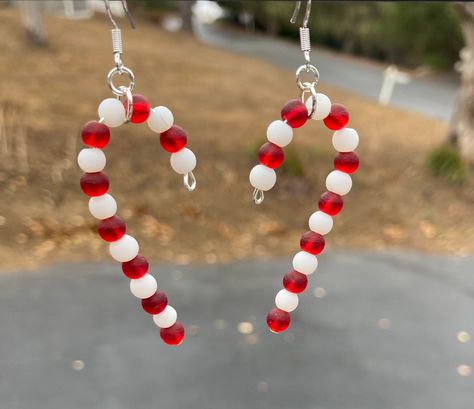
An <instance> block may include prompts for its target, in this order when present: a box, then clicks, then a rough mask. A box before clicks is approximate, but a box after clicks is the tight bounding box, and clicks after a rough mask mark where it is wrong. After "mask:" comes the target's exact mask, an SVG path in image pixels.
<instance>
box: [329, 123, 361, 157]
mask: <svg viewBox="0 0 474 409" xmlns="http://www.w3.org/2000/svg"><path fill="white" fill-rule="evenodd" d="M332 144H333V146H334V149H336V150H337V151H338V152H352V151H354V150H356V148H357V146H358V145H359V134H358V133H357V131H356V130H355V129H352V128H343V129H341V130H340V131H336V132H334V135H333V136H332Z"/></svg>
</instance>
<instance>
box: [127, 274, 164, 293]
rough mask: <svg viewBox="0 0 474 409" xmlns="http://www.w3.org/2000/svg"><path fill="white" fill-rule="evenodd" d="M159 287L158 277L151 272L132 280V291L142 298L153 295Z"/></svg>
mask: <svg viewBox="0 0 474 409" xmlns="http://www.w3.org/2000/svg"><path fill="white" fill-rule="evenodd" d="M157 288H158V284H157V283H156V279H155V277H153V276H152V275H151V274H145V275H144V276H143V277H141V278H137V279H136V280H130V291H131V292H132V294H133V295H134V296H135V297H137V298H140V299H143V298H149V297H151V296H152V295H153V294H155V292H156V289H157Z"/></svg>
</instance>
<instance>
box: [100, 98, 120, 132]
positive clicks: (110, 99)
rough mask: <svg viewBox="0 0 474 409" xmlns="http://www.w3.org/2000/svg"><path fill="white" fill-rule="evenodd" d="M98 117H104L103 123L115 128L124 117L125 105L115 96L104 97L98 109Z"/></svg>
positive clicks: (100, 117) (113, 127) (102, 117)
mask: <svg viewBox="0 0 474 409" xmlns="http://www.w3.org/2000/svg"><path fill="white" fill-rule="evenodd" d="M98 113H99V118H104V124H105V125H107V126H110V127H111V128H115V127H117V126H120V125H122V124H123V123H124V122H125V119H126V113H125V107H124V106H123V104H122V102H121V101H120V100H118V99H116V98H107V99H104V100H103V101H102V102H101V103H100V105H99V109H98Z"/></svg>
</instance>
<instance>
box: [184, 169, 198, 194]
mask: <svg viewBox="0 0 474 409" xmlns="http://www.w3.org/2000/svg"><path fill="white" fill-rule="evenodd" d="M183 182H184V186H185V187H186V189H188V191H190V192H192V191H194V189H196V186H197V181H196V177H195V176H194V173H193V172H188V173H186V174H185V175H184V177H183Z"/></svg>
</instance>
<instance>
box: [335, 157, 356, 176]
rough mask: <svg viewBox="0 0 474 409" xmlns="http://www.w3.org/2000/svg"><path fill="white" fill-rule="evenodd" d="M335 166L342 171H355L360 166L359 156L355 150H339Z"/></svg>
mask: <svg viewBox="0 0 474 409" xmlns="http://www.w3.org/2000/svg"><path fill="white" fill-rule="evenodd" d="M334 167H335V168H336V169H337V170H340V171H341V172H345V173H349V174H350V173H354V172H355V171H356V170H357V169H358V167H359V158H358V156H357V154H356V153H355V152H339V153H338V154H337V156H336V158H335V159H334Z"/></svg>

+++

=== PROBLEM TO SOLVE ===
Restate all of the material above word for word, excluding the pictures.

=== ANSWER BOX ===
An <instance> block may include prompts for its target, in this order when present: a box, then clicks, then a rough mask. A box before clicks is approximate, but a box after clicks is the tight bounding box, and clicks after a rough mask mark where it is wrong. After "mask:" comes the target's exact mask, an SVG path in image pixels.
<instance>
box: [329, 123, 361, 157]
mask: <svg viewBox="0 0 474 409" xmlns="http://www.w3.org/2000/svg"><path fill="white" fill-rule="evenodd" d="M332 144H333V146H334V149H336V150H337V151H338V152H352V151H354V150H356V148H357V146H358V145H359V134H358V133H357V131H356V130H355V129H352V128H343V129H341V130H340V131H336V132H334V135H333V136H332Z"/></svg>
</instance>
<instance>
box: [127, 274, 164, 293]
rough mask: <svg viewBox="0 0 474 409" xmlns="http://www.w3.org/2000/svg"><path fill="white" fill-rule="evenodd" d="M159 287L158 277L151 272L132 280V291L142 298L153 295Z"/></svg>
mask: <svg viewBox="0 0 474 409" xmlns="http://www.w3.org/2000/svg"><path fill="white" fill-rule="evenodd" d="M157 288H158V284H157V283H156V279H155V277H153V276H152V275H151V274H145V275H144V276H143V277H141V278H137V279H136V280H130V291H131V292H132V294H133V295H134V296H135V297H137V298H140V299H143V298H149V297H151V296H152V295H153V294H155V292H156V289H157Z"/></svg>
</instance>
<instance>
box: [100, 98, 120, 132]
positive clicks: (110, 99)
rough mask: <svg viewBox="0 0 474 409" xmlns="http://www.w3.org/2000/svg"><path fill="white" fill-rule="evenodd" d="M98 117H104L103 123L115 128L124 117L125 105L115 96L104 97L98 109Z"/></svg>
positive clicks: (100, 117) (113, 127) (102, 117)
mask: <svg viewBox="0 0 474 409" xmlns="http://www.w3.org/2000/svg"><path fill="white" fill-rule="evenodd" d="M98 113H99V118H104V124H105V125H107V126H110V127H111V128H115V127H117V126H120V125H122V124H123V123H124V122H125V119H126V113H125V107H124V106H123V104H122V102H121V101H120V100H118V99H116V98H107V99H104V100H103V101H102V102H101V103H100V105H99V109H98Z"/></svg>
</instance>
<instance>
box: [184, 169, 198, 194]
mask: <svg viewBox="0 0 474 409" xmlns="http://www.w3.org/2000/svg"><path fill="white" fill-rule="evenodd" d="M183 182H184V186H185V187H186V189H188V191H190V192H192V191H194V189H196V186H197V181H196V177H195V176H194V173H193V172H188V173H186V174H185V175H184V177H183Z"/></svg>
</instance>
<instance>
box: [335, 157, 356, 176]
rough mask: <svg viewBox="0 0 474 409" xmlns="http://www.w3.org/2000/svg"><path fill="white" fill-rule="evenodd" d="M335 166L342 171H355L360 166L359 156L355 150H339Z"/></svg>
mask: <svg viewBox="0 0 474 409" xmlns="http://www.w3.org/2000/svg"><path fill="white" fill-rule="evenodd" d="M334 167H335V168H336V169H337V170H340V171H341V172H345V173H349V174H350V173H354V172H355V171H356V170H357V169H358V167H359V158H358V156H357V154H356V153H355V152H339V153H338V154H337V156H336V158H335V159H334Z"/></svg>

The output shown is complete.